» **Extrait du texte**:
"""

Benjamin-Gerritsz Cuyp (1612-1652).
Après avoir été l'élève de son demi-frère, Jacob Cuyp (1594-1651), Benjamin travaille à Dordrecht (Provinces-Unies) où, en 1631 il devient maître à la corporation des peintres. Très tôt, l'art de Rembrandt Van Rijn (1606-1669) exerce une forte emprise sur le métier du jeune peintre dortois. Le maître de Leyde est l'aîné de Cuyp, seulement par les six années qui les séparent, aussi, est-il notable de signaler le fait que les multiples emprunts à Rembrandt, constatés chez Cuyp, ont été réalisés à partir d'œuvres appartenant à la jeunesse du grand maître leydois. Benjamin Cuyp a réalisé une série de tableaux évocateurs du thème de l'Adoration des bergers ainsi que de celui de l'Annonce aux bergers. Une trentaine d'Adorations des bergers ont été répertoriées et se trouvent dans des musées (Berlin, Bremen, Bordeaux, Dordrecht, Madrid, Mannheim, Poitiers, Roanne, Utrecht, etc.).
Il est à noter qu'en 1619, à Dordrecht, s'est tenu un synode réunissant des représentants de nombreuses Églises européennes, l'évènement n'a certainement pas manqué d'impressionner le jeune Cuyp, qui, à n'en pas douter, à développé en lui un sentiment religieux des plus prégnant. Ces évocations que le jeune artiste de Dordrecht a traité ont été très demandés par ses clients et ce succès a entraîné pour des raisons commerciales évidentes des répétitions.
Notre tableau porte au dos une ancienne attribution à Rembrandt et un numéro d'inventaire.

"""

» **Liste des données**:
"""

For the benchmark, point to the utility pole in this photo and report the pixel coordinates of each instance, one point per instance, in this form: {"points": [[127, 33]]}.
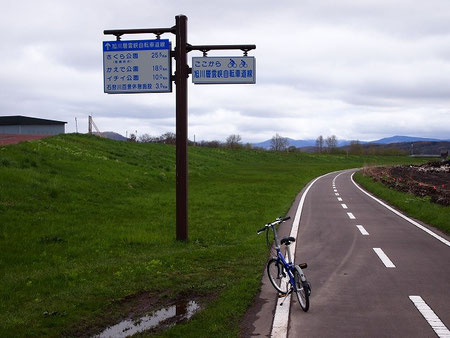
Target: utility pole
{"points": [[90, 125], [182, 72]]}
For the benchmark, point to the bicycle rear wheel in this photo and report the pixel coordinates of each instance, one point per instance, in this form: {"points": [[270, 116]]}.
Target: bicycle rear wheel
{"points": [[278, 275], [302, 290]]}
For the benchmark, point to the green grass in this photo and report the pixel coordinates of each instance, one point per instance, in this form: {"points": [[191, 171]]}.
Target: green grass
{"points": [[85, 222], [420, 208]]}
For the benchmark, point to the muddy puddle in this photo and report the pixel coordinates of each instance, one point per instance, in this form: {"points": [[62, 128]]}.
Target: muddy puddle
{"points": [[160, 319]]}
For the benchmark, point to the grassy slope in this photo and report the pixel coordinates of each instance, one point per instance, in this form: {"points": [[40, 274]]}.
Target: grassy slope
{"points": [[86, 221], [413, 206]]}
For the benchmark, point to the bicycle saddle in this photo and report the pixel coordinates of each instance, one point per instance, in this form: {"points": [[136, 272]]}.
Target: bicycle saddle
{"points": [[287, 240]]}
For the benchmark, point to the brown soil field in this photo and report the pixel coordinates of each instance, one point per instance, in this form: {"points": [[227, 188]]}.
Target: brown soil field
{"points": [[431, 179]]}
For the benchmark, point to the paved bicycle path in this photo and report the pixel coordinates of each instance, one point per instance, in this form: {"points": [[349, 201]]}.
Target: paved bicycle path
{"points": [[351, 244], [354, 292]]}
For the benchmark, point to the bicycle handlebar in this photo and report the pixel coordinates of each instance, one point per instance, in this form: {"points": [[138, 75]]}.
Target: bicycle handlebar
{"points": [[277, 221]]}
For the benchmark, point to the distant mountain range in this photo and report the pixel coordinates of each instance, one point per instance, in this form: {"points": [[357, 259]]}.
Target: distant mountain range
{"points": [[342, 143]]}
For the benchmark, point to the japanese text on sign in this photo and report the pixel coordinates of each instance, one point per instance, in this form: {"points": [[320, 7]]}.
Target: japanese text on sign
{"points": [[137, 66], [216, 70]]}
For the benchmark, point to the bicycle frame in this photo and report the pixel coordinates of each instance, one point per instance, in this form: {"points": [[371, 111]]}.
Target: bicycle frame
{"points": [[289, 266]]}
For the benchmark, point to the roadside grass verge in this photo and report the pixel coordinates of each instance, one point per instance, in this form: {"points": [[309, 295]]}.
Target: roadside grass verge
{"points": [[420, 208], [87, 222]]}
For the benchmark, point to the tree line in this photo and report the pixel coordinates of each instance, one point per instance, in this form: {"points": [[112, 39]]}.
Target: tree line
{"points": [[277, 143]]}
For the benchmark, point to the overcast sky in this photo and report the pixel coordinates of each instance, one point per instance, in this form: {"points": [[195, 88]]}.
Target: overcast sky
{"points": [[361, 69]]}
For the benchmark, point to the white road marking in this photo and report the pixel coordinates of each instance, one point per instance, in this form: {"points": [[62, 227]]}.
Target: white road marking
{"points": [[436, 324], [334, 179], [385, 259], [420, 226], [363, 231], [281, 317]]}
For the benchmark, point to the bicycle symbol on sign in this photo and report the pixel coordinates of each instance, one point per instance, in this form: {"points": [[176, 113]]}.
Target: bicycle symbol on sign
{"points": [[232, 64]]}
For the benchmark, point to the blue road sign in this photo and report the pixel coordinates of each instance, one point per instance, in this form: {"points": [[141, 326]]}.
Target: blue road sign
{"points": [[137, 66]]}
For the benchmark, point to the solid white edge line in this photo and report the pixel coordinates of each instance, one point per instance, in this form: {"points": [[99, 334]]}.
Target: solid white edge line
{"points": [[384, 258], [281, 317], [436, 324], [420, 226], [362, 230]]}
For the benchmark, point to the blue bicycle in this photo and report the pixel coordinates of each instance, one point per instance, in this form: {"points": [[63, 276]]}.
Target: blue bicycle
{"points": [[284, 275]]}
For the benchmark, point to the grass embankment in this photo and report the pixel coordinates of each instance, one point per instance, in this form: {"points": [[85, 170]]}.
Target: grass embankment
{"points": [[420, 208], [85, 222]]}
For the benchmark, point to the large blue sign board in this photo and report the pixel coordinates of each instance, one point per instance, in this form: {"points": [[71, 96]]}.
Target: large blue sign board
{"points": [[137, 66]]}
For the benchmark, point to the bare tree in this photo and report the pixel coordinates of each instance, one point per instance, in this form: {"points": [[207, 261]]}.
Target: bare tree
{"points": [[331, 142], [146, 138], [168, 138], [234, 141], [279, 143], [319, 143]]}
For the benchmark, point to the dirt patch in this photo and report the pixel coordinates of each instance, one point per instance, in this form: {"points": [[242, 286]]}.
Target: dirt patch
{"points": [[142, 312], [427, 180]]}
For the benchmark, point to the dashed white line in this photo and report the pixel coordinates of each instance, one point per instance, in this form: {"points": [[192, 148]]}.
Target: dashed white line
{"points": [[436, 324], [384, 258], [362, 230]]}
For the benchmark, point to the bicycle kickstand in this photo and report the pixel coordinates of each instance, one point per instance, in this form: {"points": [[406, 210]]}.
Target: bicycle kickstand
{"points": [[285, 296]]}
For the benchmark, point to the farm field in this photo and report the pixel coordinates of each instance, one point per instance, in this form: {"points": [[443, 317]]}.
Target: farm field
{"points": [[87, 231], [420, 191]]}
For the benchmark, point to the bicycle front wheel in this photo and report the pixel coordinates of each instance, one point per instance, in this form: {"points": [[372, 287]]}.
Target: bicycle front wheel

"""

Répondez aux questions suivantes à partir de l'extrait sur Benjamin-Gerritsz Cuyp :
1. En quelle année Cuyp devient-il maître à la corporation des peintres de Dordrecht ?
2. Quel événement s'est tenu à Dordrecht en 1619 ?
3. Qu'est-ce que le tableau porte au dos ?
Les entrées ne servent pas pour cet exercice.

» **Résultat de l'exercice**:
1. En 1631.
2. Un synode réunissant des représentants de nombreuses Églises européennes.
3. Une ancienne attribution à Rembrandt et un numéro d'inventaire.